◆ WORK TASK ◆
Leaving out every picture, copy the lines of the data exactly, from the first through the line containing "x=566, y=137".

◆ DATA SECTION ◆
[Start of Attachment]
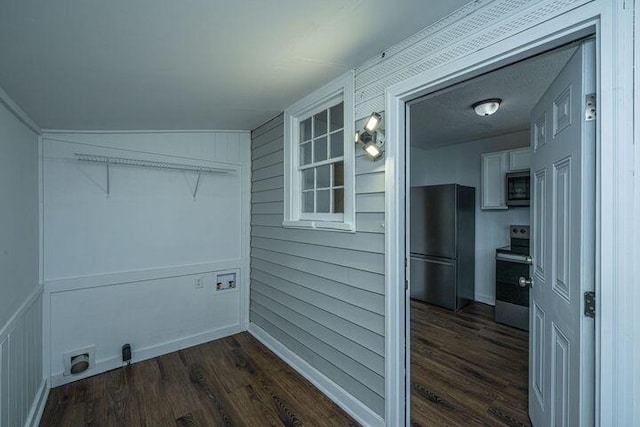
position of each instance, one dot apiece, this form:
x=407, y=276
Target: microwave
x=518, y=188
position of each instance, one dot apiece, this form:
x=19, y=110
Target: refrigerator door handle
x=438, y=261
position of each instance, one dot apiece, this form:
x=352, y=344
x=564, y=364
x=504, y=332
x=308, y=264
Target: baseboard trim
x=138, y=355
x=337, y=394
x=39, y=402
x=485, y=299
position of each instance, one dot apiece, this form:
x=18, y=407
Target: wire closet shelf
x=109, y=160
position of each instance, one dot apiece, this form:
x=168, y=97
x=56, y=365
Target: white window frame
x=340, y=89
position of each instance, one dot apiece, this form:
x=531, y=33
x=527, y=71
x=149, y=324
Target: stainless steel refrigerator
x=442, y=243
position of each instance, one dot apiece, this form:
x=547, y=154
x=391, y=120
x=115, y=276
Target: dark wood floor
x=466, y=369
x=234, y=381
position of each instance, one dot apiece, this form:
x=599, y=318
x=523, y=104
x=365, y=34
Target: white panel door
x=561, y=341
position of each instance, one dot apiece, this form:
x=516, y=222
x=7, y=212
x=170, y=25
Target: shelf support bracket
x=197, y=184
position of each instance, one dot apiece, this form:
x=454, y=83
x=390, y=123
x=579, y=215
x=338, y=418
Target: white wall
x=121, y=268
x=21, y=384
x=460, y=164
x=18, y=213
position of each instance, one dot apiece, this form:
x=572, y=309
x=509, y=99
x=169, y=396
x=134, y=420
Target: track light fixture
x=372, y=138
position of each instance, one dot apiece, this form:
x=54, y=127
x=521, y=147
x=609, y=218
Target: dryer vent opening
x=79, y=363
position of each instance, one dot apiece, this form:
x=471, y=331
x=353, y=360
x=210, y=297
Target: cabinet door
x=519, y=159
x=494, y=167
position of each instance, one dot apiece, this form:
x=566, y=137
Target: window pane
x=322, y=176
x=307, y=201
x=307, y=179
x=338, y=174
x=337, y=117
x=338, y=200
x=305, y=154
x=305, y=130
x=323, y=201
x=320, y=123
x=320, y=149
x=337, y=144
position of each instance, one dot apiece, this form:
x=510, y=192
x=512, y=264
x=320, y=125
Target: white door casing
x=561, y=340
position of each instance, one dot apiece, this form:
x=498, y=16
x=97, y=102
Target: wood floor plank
x=234, y=381
x=466, y=369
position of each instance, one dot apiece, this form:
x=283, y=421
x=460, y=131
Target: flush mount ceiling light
x=487, y=107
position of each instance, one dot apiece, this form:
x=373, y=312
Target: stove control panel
x=519, y=231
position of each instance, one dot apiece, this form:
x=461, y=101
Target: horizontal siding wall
x=320, y=293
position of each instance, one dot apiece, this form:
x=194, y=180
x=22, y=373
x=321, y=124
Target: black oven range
x=512, y=264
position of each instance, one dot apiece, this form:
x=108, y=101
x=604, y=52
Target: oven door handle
x=521, y=259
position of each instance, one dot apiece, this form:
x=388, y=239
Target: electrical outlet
x=226, y=281
x=199, y=282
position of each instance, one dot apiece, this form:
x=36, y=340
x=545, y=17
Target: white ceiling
x=197, y=64
x=446, y=117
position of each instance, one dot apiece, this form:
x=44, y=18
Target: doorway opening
x=472, y=182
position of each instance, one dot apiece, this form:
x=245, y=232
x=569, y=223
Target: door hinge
x=406, y=274
x=590, y=304
x=590, y=107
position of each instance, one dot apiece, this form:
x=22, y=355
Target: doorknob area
x=524, y=282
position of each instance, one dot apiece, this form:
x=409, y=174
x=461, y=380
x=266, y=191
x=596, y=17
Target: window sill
x=321, y=225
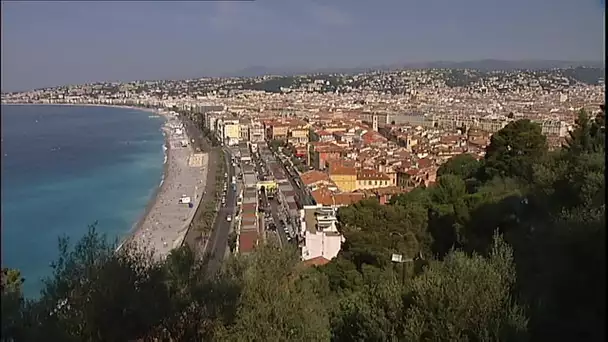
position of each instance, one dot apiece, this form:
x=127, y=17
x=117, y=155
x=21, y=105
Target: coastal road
x=193, y=237
x=218, y=240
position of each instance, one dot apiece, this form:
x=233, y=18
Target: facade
x=299, y=136
x=256, y=132
x=231, y=132
x=278, y=132
x=345, y=178
x=321, y=237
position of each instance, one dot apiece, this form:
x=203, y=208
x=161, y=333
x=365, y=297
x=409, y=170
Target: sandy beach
x=165, y=221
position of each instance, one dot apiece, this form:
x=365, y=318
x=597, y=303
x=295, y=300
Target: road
x=193, y=236
x=218, y=240
x=274, y=205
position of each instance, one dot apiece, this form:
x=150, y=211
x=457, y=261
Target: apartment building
x=371, y=179
x=298, y=136
x=554, y=128
x=256, y=132
x=231, y=131
x=345, y=177
x=321, y=236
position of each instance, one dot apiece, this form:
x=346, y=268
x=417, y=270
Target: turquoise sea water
x=65, y=167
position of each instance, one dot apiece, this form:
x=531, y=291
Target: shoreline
x=156, y=202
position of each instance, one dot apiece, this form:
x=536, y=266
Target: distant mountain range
x=485, y=64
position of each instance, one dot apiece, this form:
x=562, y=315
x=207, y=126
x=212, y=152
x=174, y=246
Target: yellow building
x=370, y=179
x=279, y=131
x=299, y=135
x=345, y=178
x=232, y=131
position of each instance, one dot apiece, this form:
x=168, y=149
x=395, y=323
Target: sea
x=65, y=168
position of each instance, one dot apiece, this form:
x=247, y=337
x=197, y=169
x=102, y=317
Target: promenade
x=166, y=220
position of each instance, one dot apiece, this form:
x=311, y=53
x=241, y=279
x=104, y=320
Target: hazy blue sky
x=52, y=43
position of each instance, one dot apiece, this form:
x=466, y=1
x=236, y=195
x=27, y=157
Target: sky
x=57, y=43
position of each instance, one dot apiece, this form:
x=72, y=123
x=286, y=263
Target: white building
x=321, y=236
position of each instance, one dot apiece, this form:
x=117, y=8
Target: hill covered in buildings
x=510, y=247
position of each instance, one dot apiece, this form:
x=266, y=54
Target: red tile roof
x=247, y=241
x=318, y=261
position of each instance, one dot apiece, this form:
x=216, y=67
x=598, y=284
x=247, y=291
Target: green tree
x=514, y=150
x=467, y=298
x=277, y=302
x=372, y=313
x=97, y=294
x=587, y=136
x=464, y=166
x=12, y=304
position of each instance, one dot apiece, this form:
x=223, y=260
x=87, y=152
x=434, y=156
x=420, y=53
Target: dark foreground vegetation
x=509, y=248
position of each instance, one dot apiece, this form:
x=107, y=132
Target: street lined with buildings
x=315, y=143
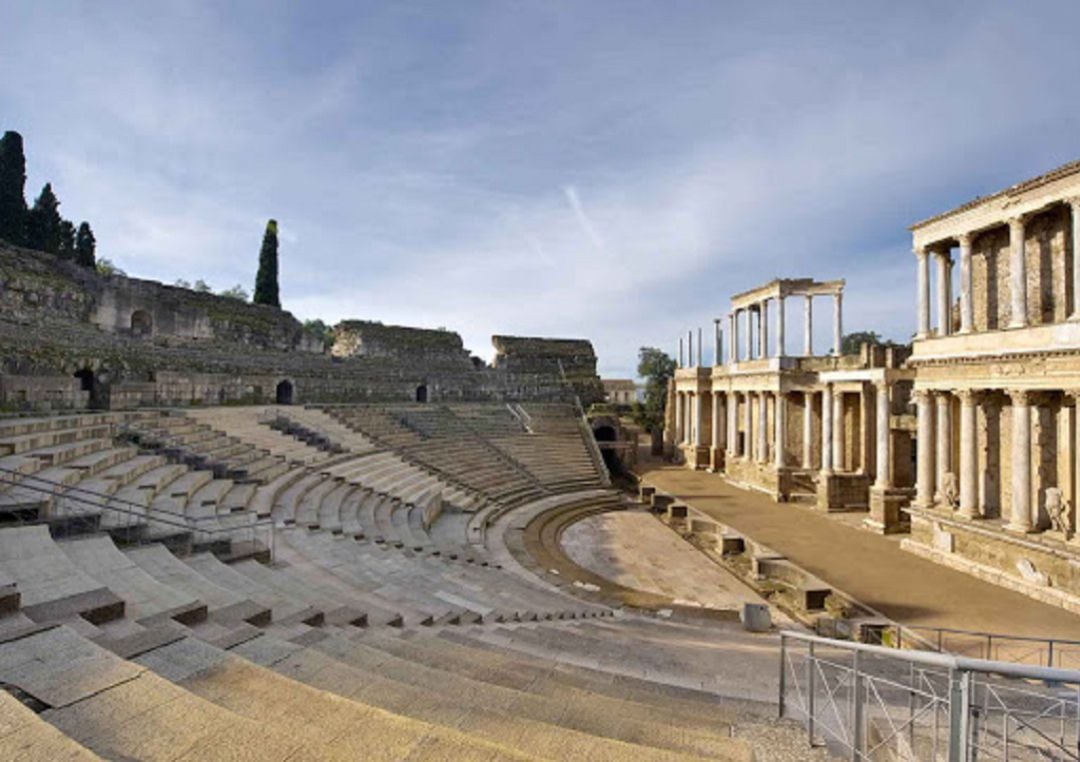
[End of Attachment]
◆ RESULT FOR THIS EXERCISE ◆
position of each instance, one dot apiece, this form:
x=407, y=276
Target: microwave
x=518, y=188
position of each instance, one dot apiece, this form:
x=19, y=110
Target: refrigerator door handle
x=438, y=261
position of each instance, one dot apiece, this form:
x=352, y=344
x=564, y=364
x=504, y=332
x=308, y=264
Target: baseboard trim
x=138, y=355
x=337, y=394
x=39, y=402
x=485, y=299
position of each instance, one dot apiece, this form:
x=18, y=407
Target: wire closet shelf
x=109, y=160
position of each instance, one dot apiece, this form:
x=168, y=97
x=56, y=365
Target: white window frame
x=340, y=89
position of each instance, one dot apiece, this form:
x=531, y=33
x=527, y=71
x=149, y=324
Target: stainless steel refrigerator
x=442, y=243
position of each instance, one dot apiece, this form:
x=547, y=154
x=391, y=120
x=115, y=276
Target: dark wood floor
x=466, y=369
x=234, y=381
position of each instance, one dot apiece, this form:
x=599, y=318
x=523, y=104
x=365, y=34
Target: white panel door
x=561, y=341
position of each instance, one dot apiece, this form:
x=516, y=222
x=7, y=212
x=170, y=25
Target: shelf support bracket
x=197, y=184
position of each instance, one dot apiece, this form:
x=454, y=83
x=390, y=123
x=579, y=215
x=338, y=418
Target: white wall
x=121, y=268
x=21, y=384
x=460, y=164
x=18, y=213
position of each instance, one dot apiece, this form:
x=572, y=309
x=509, y=99
x=169, y=396
x=134, y=420
Target: track light fixture
x=372, y=138
position of each instance, one dot apiece, this form:
x=54, y=127
x=521, y=147
x=609, y=218
Target: dryer vent opening
x=79, y=363
position of each instance, one dot apiece, this form:
x=471, y=331
x=353, y=360
x=210, y=297
Target: cabinet door
x=519, y=159
x=494, y=167
position of each instance, one dot apiece, this form:
x=566, y=137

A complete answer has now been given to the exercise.